EXERCISE TASK
Could you rewrite the entries below with each "Locations" replaced by "Boxes" and everything else left as it is? Leave the pictures out of your version.

SOURCE MATERIAL
** Begin **
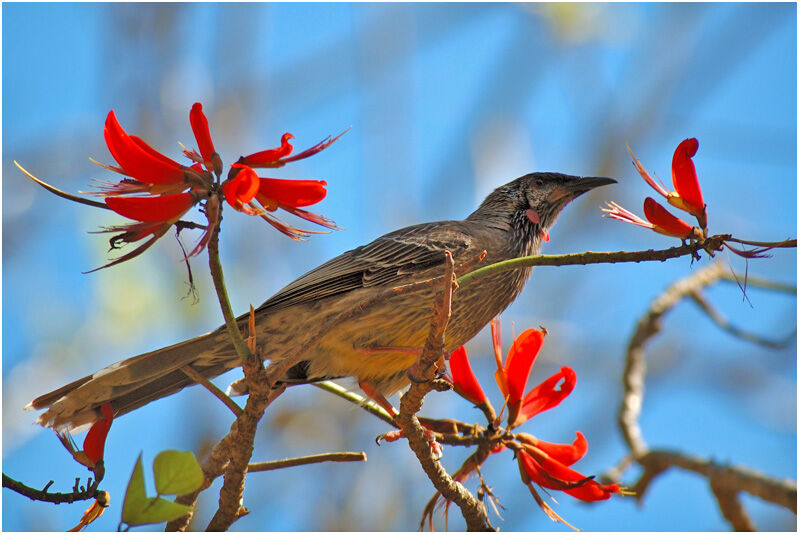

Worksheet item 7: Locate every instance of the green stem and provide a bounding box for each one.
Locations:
[208,217,250,361]
[456,243,701,288]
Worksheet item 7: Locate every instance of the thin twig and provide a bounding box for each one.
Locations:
[690,289,796,349]
[617,262,725,456]
[725,238,797,249]
[457,234,797,288]
[208,217,250,361]
[164,433,235,531]
[722,272,797,294]
[206,229,285,531]
[631,450,797,514]
[181,365,242,416]
[397,251,490,531]
[247,451,367,473]
[3,473,104,503]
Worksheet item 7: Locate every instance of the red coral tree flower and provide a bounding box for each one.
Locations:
[626,138,708,229]
[444,319,624,525]
[56,403,114,478]
[15,102,346,271]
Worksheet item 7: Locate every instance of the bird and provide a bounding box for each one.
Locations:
[26,172,616,432]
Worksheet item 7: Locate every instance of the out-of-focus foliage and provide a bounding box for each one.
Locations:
[2,4,797,531]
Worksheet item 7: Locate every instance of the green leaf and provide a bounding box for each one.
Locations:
[122,453,149,525]
[130,498,193,526]
[153,450,205,495]
[122,452,202,526]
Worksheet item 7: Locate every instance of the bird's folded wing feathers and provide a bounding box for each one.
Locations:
[258,221,480,311]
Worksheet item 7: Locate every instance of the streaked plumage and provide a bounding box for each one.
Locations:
[28,173,613,434]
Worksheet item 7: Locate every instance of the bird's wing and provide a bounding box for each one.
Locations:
[259,221,480,310]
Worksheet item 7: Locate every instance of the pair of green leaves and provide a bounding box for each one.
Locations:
[122,450,205,526]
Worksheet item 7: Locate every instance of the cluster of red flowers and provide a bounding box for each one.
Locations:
[438,320,623,523]
[56,403,114,479]
[15,103,344,267]
[603,138,708,239]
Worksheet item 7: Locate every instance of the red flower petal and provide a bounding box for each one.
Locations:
[672,138,705,216]
[278,128,350,165]
[189,102,219,170]
[644,197,692,238]
[564,480,620,502]
[83,403,114,464]
[505,329,544,407]
[536,431,589,466]
[222,163,261,210]
[105,110,184,184]
[514,366,578,426]
[257,178,328,209]
[244,132,294,167]
[128,136,181,167]
[450,346,486,405]
[105,193,194,221]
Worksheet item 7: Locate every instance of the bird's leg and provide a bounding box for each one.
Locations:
[358,381,398,418]
[358,381,442,459]
[406,349,450,390]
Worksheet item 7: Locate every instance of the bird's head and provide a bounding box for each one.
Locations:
[468,173,616,248]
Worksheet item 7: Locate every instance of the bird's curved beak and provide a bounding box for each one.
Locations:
[548,176,617,202]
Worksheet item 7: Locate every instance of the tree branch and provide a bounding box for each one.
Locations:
[247,451,367,473]
[181,365,242,417]
[456,234,797,288]
[617,262,725,457]
[632,450,797,517]
[3,473,104,504]
[311,381,397,427]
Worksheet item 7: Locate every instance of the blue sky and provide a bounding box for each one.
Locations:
[2,3,797,531]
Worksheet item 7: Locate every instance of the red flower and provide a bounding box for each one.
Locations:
[644,197,692,238]
[67,491,111,533]
[517,446,622,502]
[449,346,486,405]
[17,102,344,271]
[222,163,262,213]
[601,197,703,239]
[492,322,552,428]
[56,403,114,469]
[189,102,222,176]
[509,366,578,427]
[421,318,623,527]
[627,138,708,229]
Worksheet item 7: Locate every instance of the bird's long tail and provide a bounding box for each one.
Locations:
[25,327,238,431]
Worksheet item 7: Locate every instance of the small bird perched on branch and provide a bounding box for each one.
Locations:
[26,173,615,430]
** End **
OUTPUT FOR THIS TASK
Worksheet item 7: Locate every instance of the green stem and provide a bounding box for each one.
Boxes:
[208,217,250,361]
[456,243,701,288]
Worksheet item 7: Locate every instance of the thin twig and provide a bounding box for each one.
Boxes:
[690,289,796,349]
[617,262,725,456]
[725,238,797,249]
[457,234,797,288]
[208,217,250,361]
[164,433,235,531]
[722,272,797,294]
[206,229,285,531]
[631,450,797,514]
[181,365,242,416]
[397,251,490,531]
[247,451,367,473]
[3,473,104,503]
Worksheet item 7: Locate every instance of the red coral tree flower and provide a bounding box for each one.
Boxes:
[626,138,708,229]
[444,319,624,525]
[56,403,114,478]
[15,102,346,271]
Worksheet item 7: Locate every instance of the bird and provide a bounding box for each one.
Boxes:
[26,172,616,432]
Worksheet item 7: Locate every instance of the out-of-focus foliage and provide a bounding box for each one.
Boxes:
[2,4,797,531]
Worksheet item 7: Locate every instance of the green leaf and provide a bounding box for each one.
Boxes:
[122,453,149,525]
[130,498,193,526]
[153,450,205,495]
[122,452,202,526]
Worksheet item 7: Locate every instance of the bird's folded wing feathers and provide a bounding box for each one.
Boxes:
[258,221,480,311]
Worksheet item 7: Locate every instance of the streaked plumage and provide a bounding box for each one.
Boxes:
[28,173,613,434]
Worksheet item 7: Locate every instance of the bird's wing and provide a bounding box for each one.
Boxes:
[259,221,480,310]
Worksheet item 7: Locate every instance of the pair of green leaves and provide a bounding box for each one.
Boxes:
[122,450,205,526]
Worksheet item 7: Locate every instance of the cluster of red flowers and provide a bounding box for each one.
Boxes:
[438,320,623,523]
[56,403,114,479]
[15,103,344,267]
[603,138,708,239]
Worksheet item 7: Locate every instance of the red flower petal and provide a bounding box for each one.
Boxes:
[672,138,705,216]
[278,128,350,165]
[189,102,219,170]
[644,197,692,238]
[564,480,620,502]
[83,403,114,464]
[505,329,544,407]
[536,431,589,466]
[222,163,261,210]
[105,110,184,184]
[514,366,578,426]
[257,178,328,209]
[244,132,294,167]
[128,136,181,167]
[450,346,486,405]
[105,193,194,221]
Worksheet item 7: Locate every instance of the bird's leg and provide a bounding box for each one.
Boxes:
[358,381,398,418]
[358,381,442,459]
[406,349,450,390]
Worksheet item 7: Locate every instance of the bird's head and provide a bounding box for each one.
Boxes:
[468,173,616,248]
Worksheet item 7: Locate every instance of the bird's curved beak and provide a bounding box for each one.
Boxes:
[548,176,617,202]
Worksheet item 7: Locate every instance of the tree branch and provide a bounding box for each one.
Boxes:
[247,451,367,473]
[181,365,242,417]
[456,234,797,288]
[617,262,725,457]
[632,450,797,517]
[3,473,104,504]
[311,381,397,427]
Worksheet item 7: Locate every instance of the blue sky and provide a bounding box for each one.
Boxes:
[2,3,797,531]
Worksheet item 7: Locate every instance of the red flower and provide a bounding box for each one.
Boxes:
[644,197,692,238]
[67,491,111,533]
[517,446,622,502]
[449,346,486,405]
[17,102,344,271]
[222,163,262,213]
[601,197,703,239]
[492,322,552,428]
[56,403,114,469]
[189,102,222,176]
[509,366,578,427]
[421,318,623,527]
[627,138,708,229]
Worksheet item 7: Locate every instance of the bird's long tail and provide a bounding box for each one.
Boxes:
[25,327,238,431]
Worksheet item 7: Locate every instance of the small bird perched on branch and provide a bounding box for each one.
Boxes:
[26,173,615,430]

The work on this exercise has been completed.